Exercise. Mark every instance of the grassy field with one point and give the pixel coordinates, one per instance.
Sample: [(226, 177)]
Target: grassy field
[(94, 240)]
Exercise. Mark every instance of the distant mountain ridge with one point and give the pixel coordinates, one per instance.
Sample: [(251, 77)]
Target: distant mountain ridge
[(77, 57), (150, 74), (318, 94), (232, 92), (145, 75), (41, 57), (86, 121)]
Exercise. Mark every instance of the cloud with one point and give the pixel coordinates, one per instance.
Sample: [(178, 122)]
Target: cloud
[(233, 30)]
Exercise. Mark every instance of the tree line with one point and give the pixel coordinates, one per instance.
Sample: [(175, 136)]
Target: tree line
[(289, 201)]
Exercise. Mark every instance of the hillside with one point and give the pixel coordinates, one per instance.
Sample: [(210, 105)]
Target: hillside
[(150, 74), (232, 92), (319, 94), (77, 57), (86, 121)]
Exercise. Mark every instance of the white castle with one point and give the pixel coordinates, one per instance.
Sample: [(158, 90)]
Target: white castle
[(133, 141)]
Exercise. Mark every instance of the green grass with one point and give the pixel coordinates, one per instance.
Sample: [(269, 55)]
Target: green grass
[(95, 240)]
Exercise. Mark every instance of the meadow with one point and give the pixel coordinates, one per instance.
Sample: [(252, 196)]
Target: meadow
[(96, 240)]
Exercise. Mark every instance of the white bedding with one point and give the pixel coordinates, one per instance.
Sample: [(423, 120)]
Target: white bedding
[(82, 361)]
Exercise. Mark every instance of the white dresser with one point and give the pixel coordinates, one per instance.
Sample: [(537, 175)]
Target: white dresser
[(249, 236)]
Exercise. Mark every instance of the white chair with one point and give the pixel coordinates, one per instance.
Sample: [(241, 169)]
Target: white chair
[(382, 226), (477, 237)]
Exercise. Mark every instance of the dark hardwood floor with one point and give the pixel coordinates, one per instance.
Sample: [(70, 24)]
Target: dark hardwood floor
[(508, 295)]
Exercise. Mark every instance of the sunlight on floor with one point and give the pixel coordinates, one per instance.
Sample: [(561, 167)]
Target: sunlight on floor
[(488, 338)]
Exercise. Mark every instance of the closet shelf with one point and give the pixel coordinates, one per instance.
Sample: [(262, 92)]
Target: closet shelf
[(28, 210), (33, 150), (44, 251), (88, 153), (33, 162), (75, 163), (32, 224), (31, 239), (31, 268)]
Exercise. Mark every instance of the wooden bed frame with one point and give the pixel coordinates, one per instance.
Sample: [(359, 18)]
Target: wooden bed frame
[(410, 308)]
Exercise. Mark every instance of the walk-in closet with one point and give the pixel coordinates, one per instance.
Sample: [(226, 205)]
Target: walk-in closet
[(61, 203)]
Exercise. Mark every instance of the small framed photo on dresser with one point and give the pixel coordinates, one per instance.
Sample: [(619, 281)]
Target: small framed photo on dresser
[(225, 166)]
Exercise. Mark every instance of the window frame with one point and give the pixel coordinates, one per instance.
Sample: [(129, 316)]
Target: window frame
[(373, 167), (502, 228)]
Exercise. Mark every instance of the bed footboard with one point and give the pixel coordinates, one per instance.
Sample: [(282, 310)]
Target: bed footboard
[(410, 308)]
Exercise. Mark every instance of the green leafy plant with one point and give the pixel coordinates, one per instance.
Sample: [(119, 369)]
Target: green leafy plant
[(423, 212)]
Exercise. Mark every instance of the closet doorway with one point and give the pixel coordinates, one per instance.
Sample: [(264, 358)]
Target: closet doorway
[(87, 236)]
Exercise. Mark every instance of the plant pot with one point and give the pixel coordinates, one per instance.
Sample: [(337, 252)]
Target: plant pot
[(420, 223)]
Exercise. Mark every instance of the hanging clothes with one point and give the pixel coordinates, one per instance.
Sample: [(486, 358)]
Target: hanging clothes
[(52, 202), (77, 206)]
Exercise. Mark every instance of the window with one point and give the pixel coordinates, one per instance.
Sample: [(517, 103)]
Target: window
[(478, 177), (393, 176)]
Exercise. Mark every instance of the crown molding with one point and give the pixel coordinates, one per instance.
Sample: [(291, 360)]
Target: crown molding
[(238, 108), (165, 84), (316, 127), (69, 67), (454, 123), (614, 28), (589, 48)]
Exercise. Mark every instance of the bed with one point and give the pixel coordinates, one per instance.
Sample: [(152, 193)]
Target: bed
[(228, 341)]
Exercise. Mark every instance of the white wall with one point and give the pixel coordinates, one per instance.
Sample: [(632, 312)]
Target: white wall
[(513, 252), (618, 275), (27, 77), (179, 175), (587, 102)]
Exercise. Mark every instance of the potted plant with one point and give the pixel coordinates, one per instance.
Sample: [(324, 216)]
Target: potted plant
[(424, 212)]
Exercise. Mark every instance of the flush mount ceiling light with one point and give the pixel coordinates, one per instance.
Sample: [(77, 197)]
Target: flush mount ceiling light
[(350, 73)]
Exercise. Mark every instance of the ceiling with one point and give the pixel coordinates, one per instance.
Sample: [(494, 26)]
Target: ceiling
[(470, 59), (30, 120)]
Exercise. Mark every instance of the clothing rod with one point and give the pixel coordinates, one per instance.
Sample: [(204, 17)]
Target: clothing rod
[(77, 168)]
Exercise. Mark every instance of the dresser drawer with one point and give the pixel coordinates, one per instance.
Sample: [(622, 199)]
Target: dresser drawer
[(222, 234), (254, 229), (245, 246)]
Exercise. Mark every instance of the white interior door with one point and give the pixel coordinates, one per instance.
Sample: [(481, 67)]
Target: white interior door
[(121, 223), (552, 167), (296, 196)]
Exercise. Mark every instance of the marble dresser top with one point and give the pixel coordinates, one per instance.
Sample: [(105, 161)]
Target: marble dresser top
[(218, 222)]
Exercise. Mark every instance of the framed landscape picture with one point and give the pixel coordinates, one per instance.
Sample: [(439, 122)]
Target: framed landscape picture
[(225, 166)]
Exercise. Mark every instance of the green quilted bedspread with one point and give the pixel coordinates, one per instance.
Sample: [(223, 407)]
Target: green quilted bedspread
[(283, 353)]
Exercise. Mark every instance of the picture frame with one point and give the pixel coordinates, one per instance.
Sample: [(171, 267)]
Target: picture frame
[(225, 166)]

* * *

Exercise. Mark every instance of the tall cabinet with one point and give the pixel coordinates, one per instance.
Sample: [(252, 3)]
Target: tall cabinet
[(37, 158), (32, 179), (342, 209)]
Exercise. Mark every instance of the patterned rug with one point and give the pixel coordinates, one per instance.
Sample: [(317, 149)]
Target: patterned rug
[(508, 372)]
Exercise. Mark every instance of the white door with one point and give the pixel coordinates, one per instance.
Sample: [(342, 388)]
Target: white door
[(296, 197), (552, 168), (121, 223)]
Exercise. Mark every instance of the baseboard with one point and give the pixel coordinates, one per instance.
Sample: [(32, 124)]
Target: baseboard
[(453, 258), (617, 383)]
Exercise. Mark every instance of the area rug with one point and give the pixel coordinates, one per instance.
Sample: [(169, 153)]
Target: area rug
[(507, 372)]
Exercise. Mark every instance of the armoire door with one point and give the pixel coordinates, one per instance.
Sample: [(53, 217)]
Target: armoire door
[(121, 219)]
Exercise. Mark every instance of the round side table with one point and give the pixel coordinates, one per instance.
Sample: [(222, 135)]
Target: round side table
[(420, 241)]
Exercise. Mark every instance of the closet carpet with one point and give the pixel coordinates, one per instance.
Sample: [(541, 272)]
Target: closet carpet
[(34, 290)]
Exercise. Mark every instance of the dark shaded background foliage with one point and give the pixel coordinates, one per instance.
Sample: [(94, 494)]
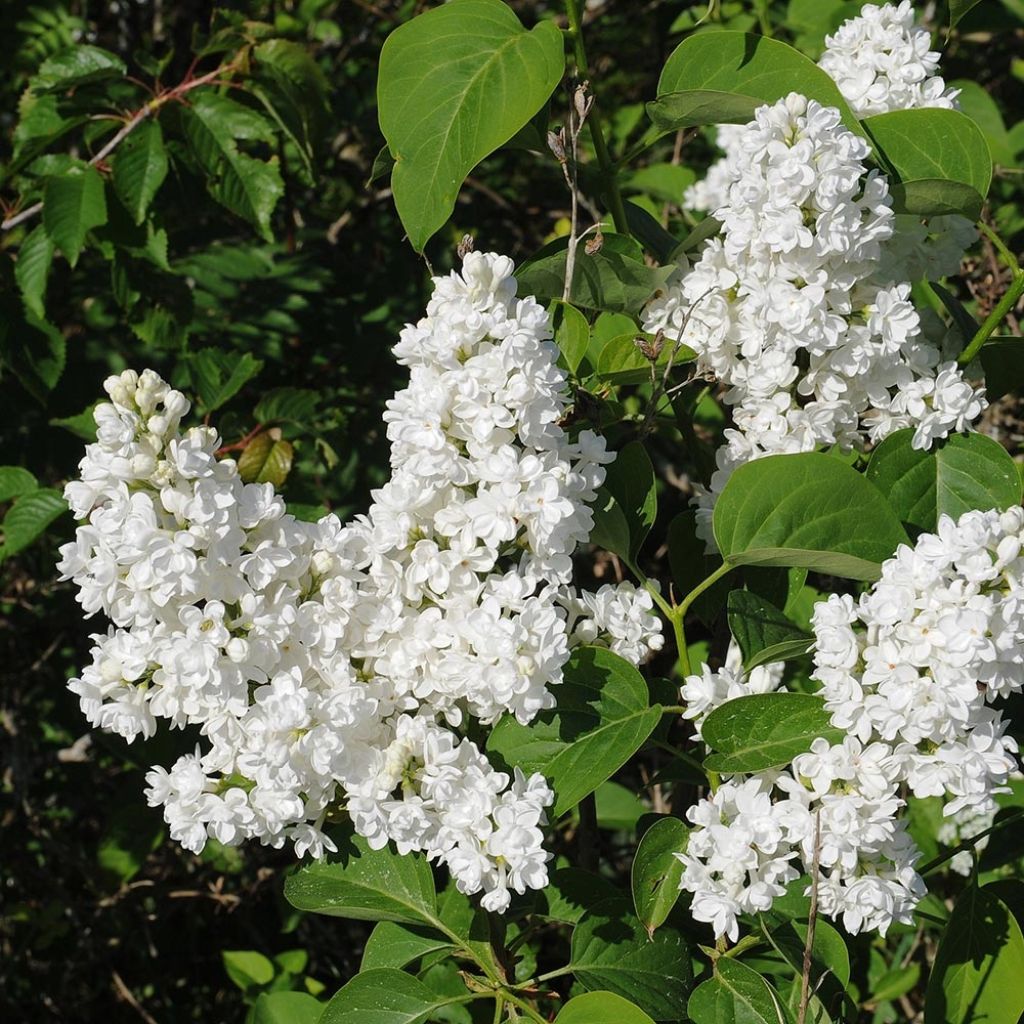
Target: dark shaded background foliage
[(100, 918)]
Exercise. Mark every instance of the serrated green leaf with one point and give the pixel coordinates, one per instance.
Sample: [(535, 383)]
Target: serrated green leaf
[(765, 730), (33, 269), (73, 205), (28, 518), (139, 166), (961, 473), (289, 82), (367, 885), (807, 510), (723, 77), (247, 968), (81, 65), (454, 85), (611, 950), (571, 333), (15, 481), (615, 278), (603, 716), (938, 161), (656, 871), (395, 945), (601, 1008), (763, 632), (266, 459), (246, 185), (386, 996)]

WHAT IS BEING ASKED = Rewrite the lines starting at the one containing "Exercise. Mark every instance of the grassy" and ending at the one containing "[(133, 141)]", both included, requests and all, with every point coordinate in the answers multiplied by 2.4 and rounded to a whole number, halves going up. Leave the numbers in the requests and their samples as they are.

EXPECTED ANSWER =
Exercise. Mark every instance of the grassy field with one point and give the pixel coordinates, one per instance.
Sample: [(226, 177)]
Target: grassy field
[(226, 576)]
Exercise. Mark every instance of the distant mountain ridge with one point and give the pixel coordinates, one per instance.
Sample: [(251, 77)]
Target: distant mountain ridge
[(185, 137), (360, 178), (763, 226), (557, 221), (348, 180), (98, 137), (206, 290)]
Exercise. Mark every instance of the cloud with one point and give the pixel coordinates, one per instance.
Sample: [(178, 122)]
Target: cloud
[(559, 72)]
Exercise. Mark every instance of the tree line with one point and give the pixel coordinates, one per instance.
Sample: [(175, 136)]
Target: tree line
[(694, 482)]
Exercise. Mark every instance of the hillside with one point and give the pixel coordinates, one per instance.
Sample: [(210, 105)]
Target: hillside
[(360, 178), (557, 221), (766, 226), (185, 137), (206, 290)]
Exercise. Mark every instance of the white castle with one point and give the pixel coordinates, one per instance.
Sample: [(158, 90)]
Target: white castle
[(319, 338)]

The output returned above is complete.